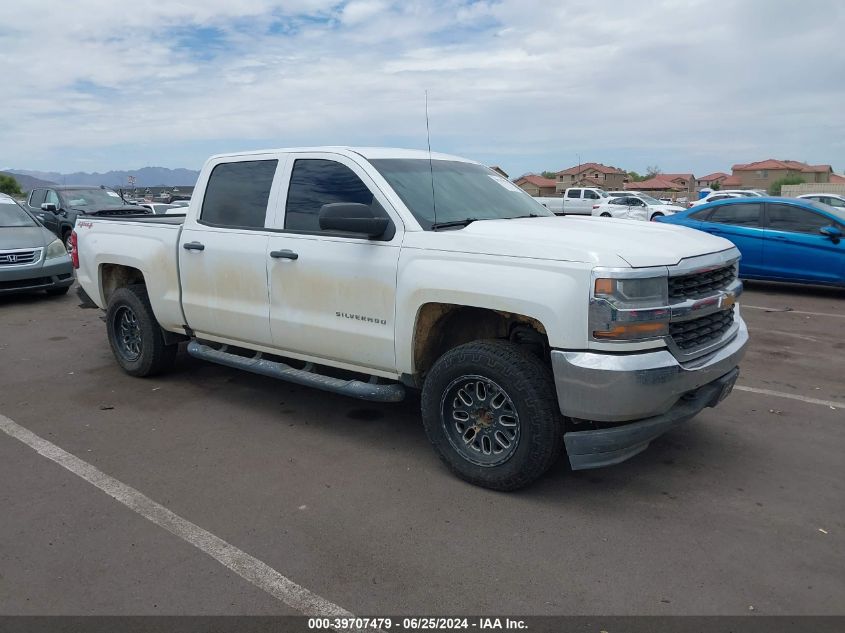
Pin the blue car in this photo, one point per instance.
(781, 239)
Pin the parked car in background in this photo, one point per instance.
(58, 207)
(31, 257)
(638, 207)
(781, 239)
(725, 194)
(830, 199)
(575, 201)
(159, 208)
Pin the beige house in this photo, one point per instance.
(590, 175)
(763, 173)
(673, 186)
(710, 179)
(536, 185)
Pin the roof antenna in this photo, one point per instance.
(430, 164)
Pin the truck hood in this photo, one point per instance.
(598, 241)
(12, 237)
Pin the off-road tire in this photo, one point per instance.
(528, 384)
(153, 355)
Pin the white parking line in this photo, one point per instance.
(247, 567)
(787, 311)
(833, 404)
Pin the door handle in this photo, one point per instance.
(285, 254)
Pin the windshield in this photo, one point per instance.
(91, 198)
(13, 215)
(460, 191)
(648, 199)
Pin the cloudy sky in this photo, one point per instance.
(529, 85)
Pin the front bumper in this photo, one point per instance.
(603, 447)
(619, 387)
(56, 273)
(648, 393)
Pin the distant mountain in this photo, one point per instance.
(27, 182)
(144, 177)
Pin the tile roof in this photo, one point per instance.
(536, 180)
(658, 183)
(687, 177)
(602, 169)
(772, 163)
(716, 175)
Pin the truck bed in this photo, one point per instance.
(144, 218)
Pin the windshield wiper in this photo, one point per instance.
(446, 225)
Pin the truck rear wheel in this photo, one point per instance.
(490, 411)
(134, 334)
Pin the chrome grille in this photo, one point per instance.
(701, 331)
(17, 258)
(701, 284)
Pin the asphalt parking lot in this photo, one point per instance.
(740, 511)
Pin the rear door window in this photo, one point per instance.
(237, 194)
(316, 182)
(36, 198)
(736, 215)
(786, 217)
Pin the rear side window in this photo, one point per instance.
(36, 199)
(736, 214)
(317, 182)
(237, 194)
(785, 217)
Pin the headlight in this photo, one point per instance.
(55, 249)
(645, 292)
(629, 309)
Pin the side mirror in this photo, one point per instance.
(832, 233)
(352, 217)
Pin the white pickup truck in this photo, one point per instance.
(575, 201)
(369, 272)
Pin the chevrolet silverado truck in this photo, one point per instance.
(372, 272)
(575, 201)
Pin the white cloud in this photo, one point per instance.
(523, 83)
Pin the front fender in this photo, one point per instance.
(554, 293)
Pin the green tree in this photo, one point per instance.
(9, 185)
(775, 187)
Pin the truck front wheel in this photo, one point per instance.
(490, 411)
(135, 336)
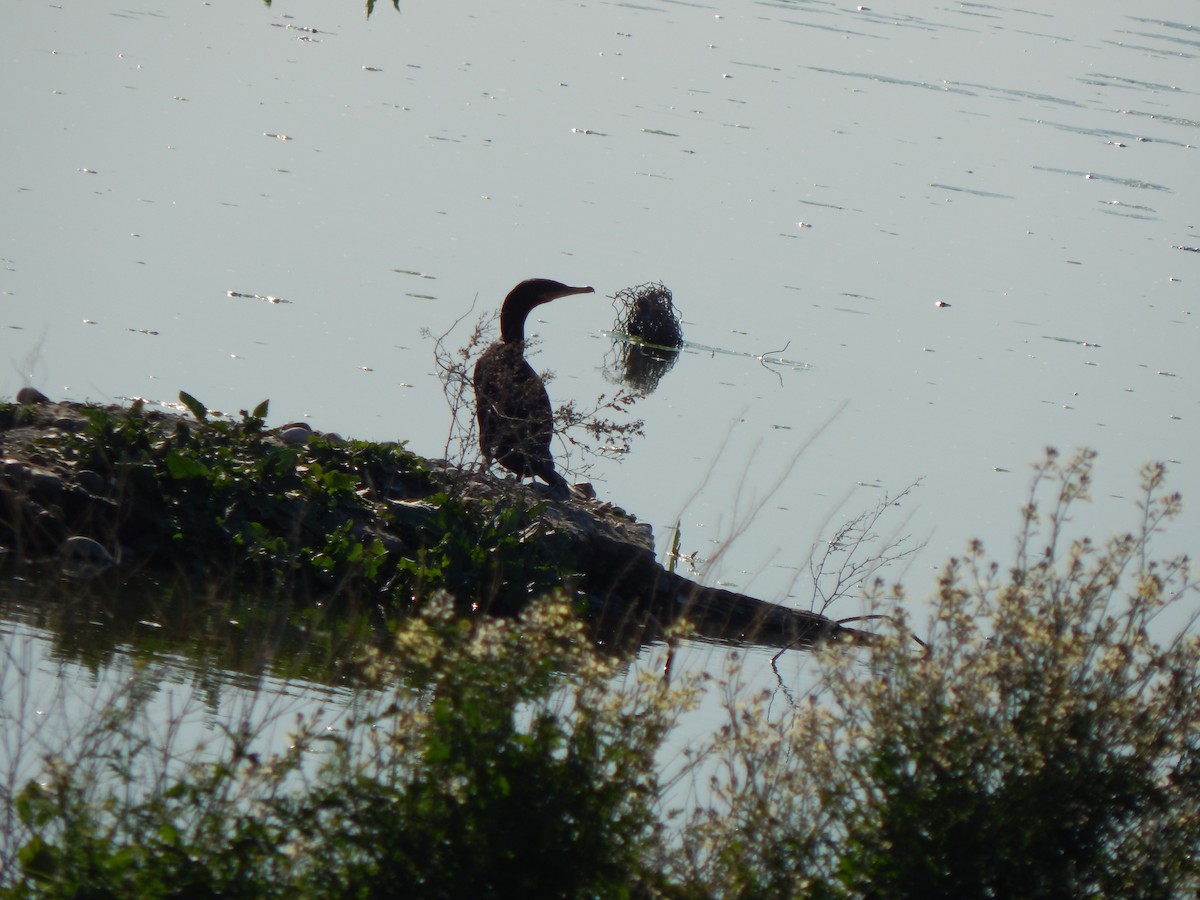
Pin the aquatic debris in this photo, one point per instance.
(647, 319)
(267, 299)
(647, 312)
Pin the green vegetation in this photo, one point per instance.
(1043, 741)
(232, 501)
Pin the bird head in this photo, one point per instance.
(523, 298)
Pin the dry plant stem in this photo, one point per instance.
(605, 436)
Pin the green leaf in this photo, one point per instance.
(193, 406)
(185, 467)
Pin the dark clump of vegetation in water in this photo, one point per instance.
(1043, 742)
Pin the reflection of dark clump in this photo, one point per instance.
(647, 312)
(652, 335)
○ ○ ○ ○ ○
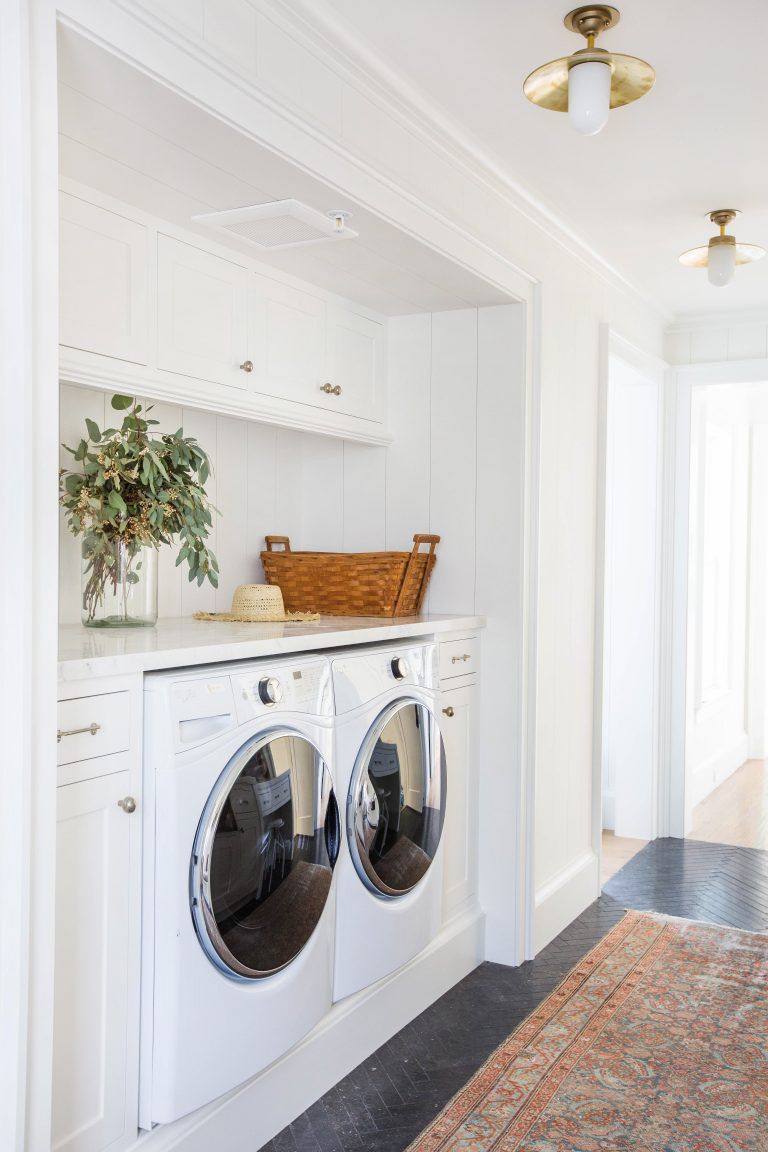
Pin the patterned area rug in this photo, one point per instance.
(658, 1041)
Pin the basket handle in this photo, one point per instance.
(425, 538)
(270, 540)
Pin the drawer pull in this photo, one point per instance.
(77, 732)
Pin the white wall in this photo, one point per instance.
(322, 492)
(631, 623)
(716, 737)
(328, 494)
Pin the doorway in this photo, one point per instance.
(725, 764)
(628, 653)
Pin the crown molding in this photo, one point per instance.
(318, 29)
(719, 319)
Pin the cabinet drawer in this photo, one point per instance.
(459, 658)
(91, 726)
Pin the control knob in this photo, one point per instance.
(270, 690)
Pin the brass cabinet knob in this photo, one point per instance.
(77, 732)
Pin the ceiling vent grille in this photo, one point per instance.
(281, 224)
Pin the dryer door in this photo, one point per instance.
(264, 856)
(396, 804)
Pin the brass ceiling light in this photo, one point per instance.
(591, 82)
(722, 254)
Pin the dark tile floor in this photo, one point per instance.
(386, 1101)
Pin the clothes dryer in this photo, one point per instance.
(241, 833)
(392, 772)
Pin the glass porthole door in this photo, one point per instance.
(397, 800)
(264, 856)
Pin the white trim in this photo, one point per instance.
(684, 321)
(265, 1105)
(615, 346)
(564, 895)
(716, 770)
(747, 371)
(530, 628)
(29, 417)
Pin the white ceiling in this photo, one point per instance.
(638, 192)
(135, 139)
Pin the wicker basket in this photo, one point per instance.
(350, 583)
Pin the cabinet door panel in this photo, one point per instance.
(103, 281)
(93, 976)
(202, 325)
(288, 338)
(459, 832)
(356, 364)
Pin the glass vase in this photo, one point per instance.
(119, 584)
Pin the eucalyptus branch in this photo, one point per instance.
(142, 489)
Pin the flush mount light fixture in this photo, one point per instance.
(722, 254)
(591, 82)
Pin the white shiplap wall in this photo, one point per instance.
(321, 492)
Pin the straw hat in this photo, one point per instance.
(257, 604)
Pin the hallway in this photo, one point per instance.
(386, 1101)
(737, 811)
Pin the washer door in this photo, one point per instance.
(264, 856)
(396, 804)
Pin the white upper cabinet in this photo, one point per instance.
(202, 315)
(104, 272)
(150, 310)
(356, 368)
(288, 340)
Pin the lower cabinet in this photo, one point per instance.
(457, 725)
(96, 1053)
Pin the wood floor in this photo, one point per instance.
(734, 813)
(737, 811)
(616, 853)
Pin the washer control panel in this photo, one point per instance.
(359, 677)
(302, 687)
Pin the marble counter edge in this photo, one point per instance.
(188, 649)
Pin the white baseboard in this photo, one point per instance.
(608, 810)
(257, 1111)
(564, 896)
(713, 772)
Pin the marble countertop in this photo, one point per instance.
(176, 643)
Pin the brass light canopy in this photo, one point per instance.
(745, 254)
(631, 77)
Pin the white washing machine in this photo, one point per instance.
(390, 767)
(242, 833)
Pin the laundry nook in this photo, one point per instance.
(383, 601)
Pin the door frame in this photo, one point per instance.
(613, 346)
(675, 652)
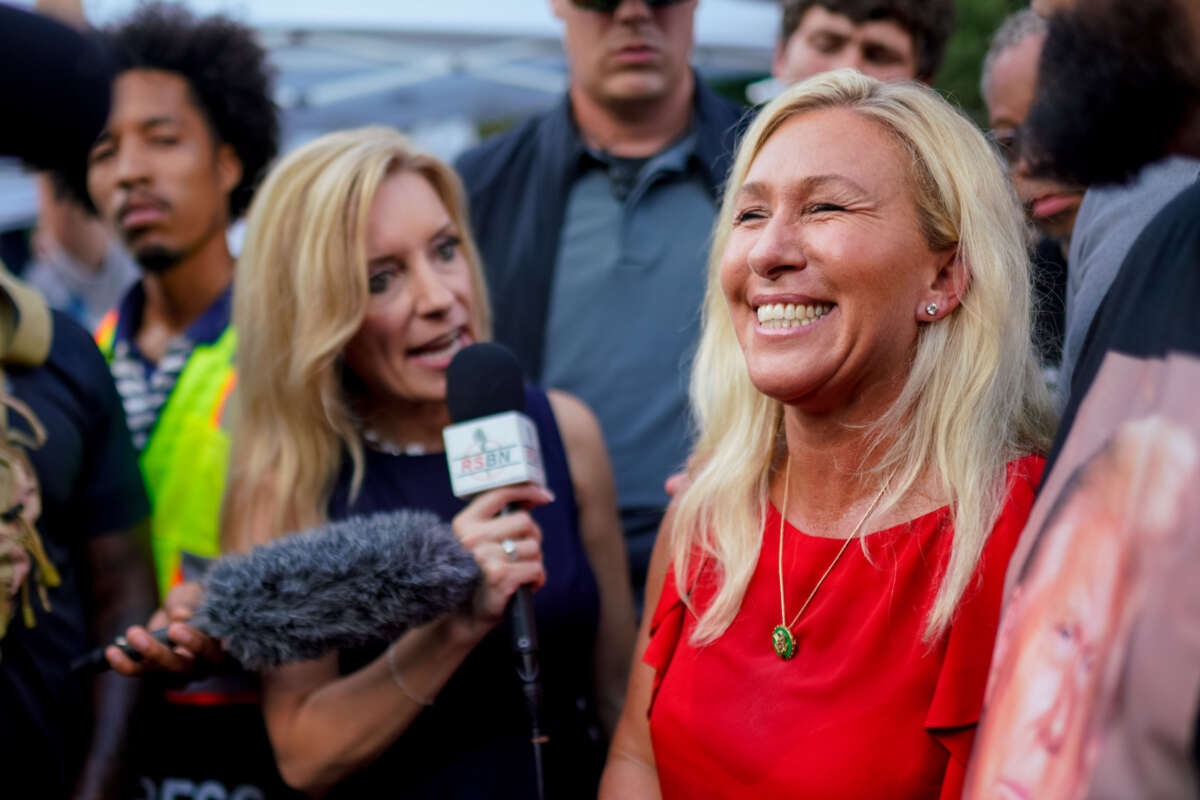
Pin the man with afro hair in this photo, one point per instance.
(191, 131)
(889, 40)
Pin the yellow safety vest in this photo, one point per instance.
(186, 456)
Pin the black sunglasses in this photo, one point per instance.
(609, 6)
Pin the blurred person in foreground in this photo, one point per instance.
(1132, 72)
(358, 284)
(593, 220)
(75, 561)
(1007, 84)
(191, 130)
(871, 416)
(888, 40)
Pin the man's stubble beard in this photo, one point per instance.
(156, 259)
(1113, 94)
○ ○ ○ ○ ○
- **Exercise**
Filter the data above and copy every line that contains the string "windshield".

- **Task result**
Pin the windshield in this photo, one point per instance.
Pin the windshield wiper in this photo, one point per instance.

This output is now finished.